» SOURCE

In the second case, we have increased the bandwidth of each flow to 8 Mbps. This results in a total of 16 Mbps, which would oversaturate and congest any of the inner links. The Flow Allocator is aware of this and routes one of the flows through the alternate path, resulting in a more even link use compared to the previous case as well as better overall network bandwidth use.
Two larger experiments have been carried out, differing in the network topology used and the number of rinaperf concurrent instances. In both experiments, each link has an available bandwidth of 10 Mbps. Each rinaperf instance uses two flows, and each flow requests 500 kbps of bandwidth so that one instance will use 1 Mbps in total. Every node in the network is connected to at least two other nodes. Single-homed nodes are not interesting in this scenario, since more available connections are needed to properly use alternate paths in the network.
The first of these experiments has been done with a network of 10 nodes, and 64
rinaperf instances have been used. Visualization of the experiment can be seen in
Figure 10.
Figure 11 displays additional data regarding link use and the success rate of flow allocation requests.
From this data, we can see that one of the links becomes fully saturated around the 35th iteration. This has no noticeable effect on the following flow allocation requests, as there are enough alternate paths that can be used. It is shortly before the 60th iteration that all three links connecting one part of the graph to another—seen as the three yellow edges going from the center node to the right in
Figure 10d—that the average link use reaches a plateau and flow allocations start to fail. This is expected, as our network has effectively been segmented into two sub-networks and no flows allocations between these two segments will succeed.
The second experiment (
Figure 12 and
Figure 13) has been carried out in a similar way, but with network of 20 nodes and 100
rinaperf instances. We observe a behavior analogous to the previous experiment. One of the interconnecting links—visible in orange-yellow in
Figure 12a—becomes saturated shortly after the 25th iteration, with no effect on the overall behavior. Once again, the network partitions itself, this time around the 75th iteration. Use and flow count plateaus for some time, but since this network is larger than the previous one, some flow allocations succeed within their own segments.
Both experiments follow a similar pattern, where links in the center that interconnect the various edges of the network are the first to get saturated. As time progresses, links around these core links become more used, as they serve as alternate paths between the network parts. Link use is distributed fairly evenly, depending on the distance from the core. This agrees with our intuitive expectation that as more flows get allocated, the backbone of the network will get more strained.
As the policy can use alternate paths, it is able to deliver better a quality of service for some flows. This, however, comes at a price: as the selected alternate path might be considerably longer, this leads to increased latency and generally less predictable behavior.
Figure 14 and
Figure 15 display a comparison of maximum achievable flow between two ends of a network. The source and target nodes have had the capacity of their edges increased to infinity to act as “supersinks”. In both figures, the first graph is the result obtained from running the Ford-Fulkerson maximum flow algorithm, which serves as the theoretical upper bound. The second graph contains the maximum achieved flow using our policy before flow allocation requests started being rejected. The maximum flow in both scenarios is 30 Mbps, which our policy successfully reaches, albeit using different paths.
Figure 16 shows the flow allocation delay for our
bwres policy, as well as the default
local policy available in rlite, in the scenario from
Figure 10. The delay has been measured as the time period between the local IPCP receiving a FA request from an application (first row in
Figure 5) and the same IPCP receiving a response, whether positive or negative, from the remote party (one before last row in
Figure 5). The values measured for the
local policy also serve as the lower bound of achievable FA delay, as the FA process consists of only the minimal signaling communication required for successful flow allocation.

» TASK TO CARRY OUT
Write out the portion of the flow allocation text from "Figure 11 displays" to "segments will succeed.", keeping its wording unchanged.

» DATASET EXTRACT

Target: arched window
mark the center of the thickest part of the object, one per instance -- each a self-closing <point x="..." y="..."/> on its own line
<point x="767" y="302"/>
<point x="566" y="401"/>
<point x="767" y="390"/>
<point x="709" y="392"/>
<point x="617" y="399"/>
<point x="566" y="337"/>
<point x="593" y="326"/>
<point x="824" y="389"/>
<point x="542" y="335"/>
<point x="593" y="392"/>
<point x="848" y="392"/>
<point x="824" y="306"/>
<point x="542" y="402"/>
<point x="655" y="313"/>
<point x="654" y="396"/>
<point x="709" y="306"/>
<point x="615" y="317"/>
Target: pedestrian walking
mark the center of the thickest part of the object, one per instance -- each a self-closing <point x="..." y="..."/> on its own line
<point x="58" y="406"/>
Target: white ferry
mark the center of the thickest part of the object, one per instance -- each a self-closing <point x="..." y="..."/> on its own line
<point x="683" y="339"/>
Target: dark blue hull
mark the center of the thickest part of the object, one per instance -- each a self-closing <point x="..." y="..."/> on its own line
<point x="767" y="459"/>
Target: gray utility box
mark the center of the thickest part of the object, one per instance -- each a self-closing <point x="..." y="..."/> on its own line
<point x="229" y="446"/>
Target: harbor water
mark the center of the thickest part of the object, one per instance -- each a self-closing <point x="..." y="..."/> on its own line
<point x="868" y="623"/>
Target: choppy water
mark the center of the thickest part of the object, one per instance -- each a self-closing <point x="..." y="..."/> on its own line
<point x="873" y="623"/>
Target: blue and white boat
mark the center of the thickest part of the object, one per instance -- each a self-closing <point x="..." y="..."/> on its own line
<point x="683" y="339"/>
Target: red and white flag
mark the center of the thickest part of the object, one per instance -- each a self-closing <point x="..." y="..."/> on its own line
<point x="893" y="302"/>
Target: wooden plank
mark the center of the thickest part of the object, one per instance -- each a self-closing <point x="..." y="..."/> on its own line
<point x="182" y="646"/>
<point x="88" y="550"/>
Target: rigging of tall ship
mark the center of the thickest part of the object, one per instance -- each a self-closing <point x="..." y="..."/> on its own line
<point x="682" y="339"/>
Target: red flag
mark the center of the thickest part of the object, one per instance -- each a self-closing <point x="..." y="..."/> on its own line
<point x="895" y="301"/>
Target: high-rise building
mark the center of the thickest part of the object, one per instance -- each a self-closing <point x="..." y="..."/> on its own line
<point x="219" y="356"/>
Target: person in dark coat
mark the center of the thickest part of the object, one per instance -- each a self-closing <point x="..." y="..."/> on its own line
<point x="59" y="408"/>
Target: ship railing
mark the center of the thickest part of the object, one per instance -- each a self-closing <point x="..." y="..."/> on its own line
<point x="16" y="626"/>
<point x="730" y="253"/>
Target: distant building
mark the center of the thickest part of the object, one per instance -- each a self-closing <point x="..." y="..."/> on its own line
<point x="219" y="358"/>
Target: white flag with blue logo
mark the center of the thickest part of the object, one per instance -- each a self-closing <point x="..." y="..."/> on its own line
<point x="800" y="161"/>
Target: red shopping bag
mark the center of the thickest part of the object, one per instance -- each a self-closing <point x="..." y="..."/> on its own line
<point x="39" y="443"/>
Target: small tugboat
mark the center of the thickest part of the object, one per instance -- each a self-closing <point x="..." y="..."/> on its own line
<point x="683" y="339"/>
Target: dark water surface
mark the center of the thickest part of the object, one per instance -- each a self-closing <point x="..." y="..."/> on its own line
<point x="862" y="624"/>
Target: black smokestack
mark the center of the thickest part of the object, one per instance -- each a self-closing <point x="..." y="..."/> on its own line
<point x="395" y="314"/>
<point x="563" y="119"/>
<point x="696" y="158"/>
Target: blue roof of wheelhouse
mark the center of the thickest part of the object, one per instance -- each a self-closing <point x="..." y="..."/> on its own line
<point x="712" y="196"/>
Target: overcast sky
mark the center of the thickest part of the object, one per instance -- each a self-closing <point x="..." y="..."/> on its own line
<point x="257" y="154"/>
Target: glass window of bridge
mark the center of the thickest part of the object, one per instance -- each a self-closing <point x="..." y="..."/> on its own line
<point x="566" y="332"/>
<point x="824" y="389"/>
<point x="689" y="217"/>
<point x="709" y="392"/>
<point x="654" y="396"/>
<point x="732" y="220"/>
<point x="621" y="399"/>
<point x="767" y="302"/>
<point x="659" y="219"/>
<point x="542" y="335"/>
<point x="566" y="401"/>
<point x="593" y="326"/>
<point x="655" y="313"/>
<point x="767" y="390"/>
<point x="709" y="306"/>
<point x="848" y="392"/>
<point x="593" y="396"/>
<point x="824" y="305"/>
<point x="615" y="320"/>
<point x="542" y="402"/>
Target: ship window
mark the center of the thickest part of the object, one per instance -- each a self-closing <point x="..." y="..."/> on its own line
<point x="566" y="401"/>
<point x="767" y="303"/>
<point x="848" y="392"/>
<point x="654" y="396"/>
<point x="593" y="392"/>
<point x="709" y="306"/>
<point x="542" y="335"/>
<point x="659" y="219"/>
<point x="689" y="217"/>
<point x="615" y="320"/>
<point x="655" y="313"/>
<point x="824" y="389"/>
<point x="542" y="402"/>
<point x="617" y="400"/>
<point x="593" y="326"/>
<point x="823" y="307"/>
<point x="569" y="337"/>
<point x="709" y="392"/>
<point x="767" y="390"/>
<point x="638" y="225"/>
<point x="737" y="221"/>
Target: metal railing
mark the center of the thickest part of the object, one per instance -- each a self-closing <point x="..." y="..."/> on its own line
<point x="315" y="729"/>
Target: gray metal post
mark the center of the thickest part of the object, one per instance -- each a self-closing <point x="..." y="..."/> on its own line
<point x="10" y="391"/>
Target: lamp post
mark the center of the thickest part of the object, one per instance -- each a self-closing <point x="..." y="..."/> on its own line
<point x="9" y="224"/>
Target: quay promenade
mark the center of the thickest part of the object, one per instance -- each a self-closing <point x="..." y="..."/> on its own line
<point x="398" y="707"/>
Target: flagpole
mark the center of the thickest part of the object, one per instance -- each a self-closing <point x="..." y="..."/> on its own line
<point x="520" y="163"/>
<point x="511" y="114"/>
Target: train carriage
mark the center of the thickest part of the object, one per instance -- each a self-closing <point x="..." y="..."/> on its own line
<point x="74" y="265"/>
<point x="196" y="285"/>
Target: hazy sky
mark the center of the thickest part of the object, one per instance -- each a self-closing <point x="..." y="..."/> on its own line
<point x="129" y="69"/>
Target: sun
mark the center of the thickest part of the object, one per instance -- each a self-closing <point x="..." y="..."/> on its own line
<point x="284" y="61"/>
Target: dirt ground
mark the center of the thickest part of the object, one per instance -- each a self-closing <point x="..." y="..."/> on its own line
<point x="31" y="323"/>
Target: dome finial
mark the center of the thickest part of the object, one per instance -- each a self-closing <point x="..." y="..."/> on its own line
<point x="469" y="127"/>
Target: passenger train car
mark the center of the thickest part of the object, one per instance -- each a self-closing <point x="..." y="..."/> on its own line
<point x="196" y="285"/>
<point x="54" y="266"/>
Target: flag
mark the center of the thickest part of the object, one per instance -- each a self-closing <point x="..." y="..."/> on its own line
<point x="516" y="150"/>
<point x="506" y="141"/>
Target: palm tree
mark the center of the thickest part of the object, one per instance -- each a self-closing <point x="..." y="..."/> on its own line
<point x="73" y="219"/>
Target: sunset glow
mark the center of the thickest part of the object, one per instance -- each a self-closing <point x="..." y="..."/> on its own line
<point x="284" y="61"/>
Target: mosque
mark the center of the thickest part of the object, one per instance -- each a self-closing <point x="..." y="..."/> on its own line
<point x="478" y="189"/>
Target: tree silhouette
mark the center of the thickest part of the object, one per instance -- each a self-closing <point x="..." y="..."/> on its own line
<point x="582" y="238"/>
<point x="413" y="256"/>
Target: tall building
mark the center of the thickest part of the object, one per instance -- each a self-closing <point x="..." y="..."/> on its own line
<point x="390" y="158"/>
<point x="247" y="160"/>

» EXPECTED ANSWER
Figure 11 displays additional data regarding link use and the success rate of flow allocation requests.
From this data, we can see that one of the links becomes fully saturated around the 35th iteration. This has no noticeable effect on the following flow allocation requests, as there are enough alternate paths that can be used. It is shortly before the 60th iteration that all three links connecting one part of the graph to another—seen as the three yellow edges going from the center node to the right in
Figure 10d—that the average link use reaches a plateau and flow allocations start to fail. This is expected, as our network has effectively been segmented into two sub-networks and no flows allocations between these two segments will succeed.